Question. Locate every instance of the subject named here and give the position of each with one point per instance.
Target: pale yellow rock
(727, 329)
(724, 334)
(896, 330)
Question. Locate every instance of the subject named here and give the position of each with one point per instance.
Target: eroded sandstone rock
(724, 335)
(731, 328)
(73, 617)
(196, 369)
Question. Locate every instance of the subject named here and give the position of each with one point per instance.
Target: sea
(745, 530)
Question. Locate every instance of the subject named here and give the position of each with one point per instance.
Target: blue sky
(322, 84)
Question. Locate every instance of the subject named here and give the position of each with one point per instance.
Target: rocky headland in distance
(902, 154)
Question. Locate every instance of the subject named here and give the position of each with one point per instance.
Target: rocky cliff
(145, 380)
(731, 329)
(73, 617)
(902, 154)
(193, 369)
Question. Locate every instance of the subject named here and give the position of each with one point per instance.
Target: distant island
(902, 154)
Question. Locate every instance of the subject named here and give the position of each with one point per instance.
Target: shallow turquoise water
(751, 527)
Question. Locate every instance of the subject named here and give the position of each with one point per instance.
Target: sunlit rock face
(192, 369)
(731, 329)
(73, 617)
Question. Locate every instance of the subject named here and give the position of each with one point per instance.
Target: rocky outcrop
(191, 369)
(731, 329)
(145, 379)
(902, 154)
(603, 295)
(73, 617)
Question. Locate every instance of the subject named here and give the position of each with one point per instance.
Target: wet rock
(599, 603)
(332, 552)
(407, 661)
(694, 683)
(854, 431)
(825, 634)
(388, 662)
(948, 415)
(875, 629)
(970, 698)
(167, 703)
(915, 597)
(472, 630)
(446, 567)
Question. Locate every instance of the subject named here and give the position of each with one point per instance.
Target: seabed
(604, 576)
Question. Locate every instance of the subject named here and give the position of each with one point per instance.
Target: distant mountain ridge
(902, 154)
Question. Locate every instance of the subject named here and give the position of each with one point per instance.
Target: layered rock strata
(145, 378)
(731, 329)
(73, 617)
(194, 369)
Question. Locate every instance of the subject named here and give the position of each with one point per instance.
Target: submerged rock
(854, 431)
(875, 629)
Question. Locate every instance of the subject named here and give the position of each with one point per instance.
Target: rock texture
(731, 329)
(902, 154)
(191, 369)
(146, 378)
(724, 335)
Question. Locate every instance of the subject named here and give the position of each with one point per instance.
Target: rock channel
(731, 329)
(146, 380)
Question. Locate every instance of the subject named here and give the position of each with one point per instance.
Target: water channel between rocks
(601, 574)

EXERCISE OBJECTIVE: All of the entries are to be set down again without alteration.

ANSWER BELOW:
Question. Locate every instance of the subject named here and give the position of each with one point per instance.
Target: pale yellow rock
(727, 329)
(724, 334)
(896, 330)
Question. Locate every instance of the subject named here and give the position of each with one point per instance.
Target: eroded sandstone rock
(724, 335)
(731, 328)
(73, 617)
(196, 369)
Question. Locate every instance of the subject named here and give the position of each with one point per instance.
Target: sea
(745, 530)
Question. Locate every instance of the subject named here and give the position of each with one point per instance.
Target: blue sky
(322, 84)
Question. Locate every instance of the subject named here and give the position of each with one point per instance.
Target: rocky headland in distance
(902, 154)
Question. Locate every instance of the subject named here and give the position of each with one point per instance.
Target: rocky cliff
(145, 380)
(731, 329)
(73, 617)
(902, 154)
(193, 369)
Question. Locate every instance of the subject named here and give the position of each with one point per instance.
Target: distant island
(902, 154)
Question. Locate every instance of the subject named here and give the position of each with one point per instance.
Target: shallow turquoise water
(751, 527)
Question. Locate every instance of the subject named here and give the position of each with one point per instance.
Target: sunlit rock face
(192, 369)
(731, 329)
(73, 617)
Question. Locate every instance of the subject named here and give the position of each with one point per instance.
Target: rocky outcrop
(191, 369)
(731, 329)
(145, 379)
(902, 154)
(603, 295)
(73, 617)
Question. Locate every instance of the subject named here and give the position of each with one point per instance.
Target: wet rock
(599, 603)
(332, 552)
(407, 661)
(694, 683)
(854, 431)
(825, 634)
(388, 662)
(948, 415)
(875, 629)
(970, 698)
(167, 703)
(915, 597)
(472, 630)
(446, 567)
Question. Locate every instance of the subject named here and give the position of each with one point per instance.
Target: seabed
(604, 576)
Question. Locate every instance of the subject named here and give the position of each with one point per instance.
Target: distant mountain ridge
(902, 154)
Question. Locate every instance of the subject named here and give the position of each with one point per instance.
Target: layered rock strata
(145, 378)
(731, 329)
(73, 617)
(194, 369)
Question. Locate every instance of the subject named here and give the position of each with one point per instance.
Target: submerged rock
(854, 431)
(875, 629)
Question. Locate every instance of the subject named here and give the position of each with one point per instance.
Target: rock texture
(731, 329)
(902, 154)
(191, 369)
(146, 378)
(724, 335)
Question. Locate every instance of the subject named here and give the position of each with one point per instance.
Target: rock channel
(731, 329)
(146, 380)
Question. Locate every instance of the subject named here and give the position of each with one point per instance.
Target: water channel between rocks
(601, 574)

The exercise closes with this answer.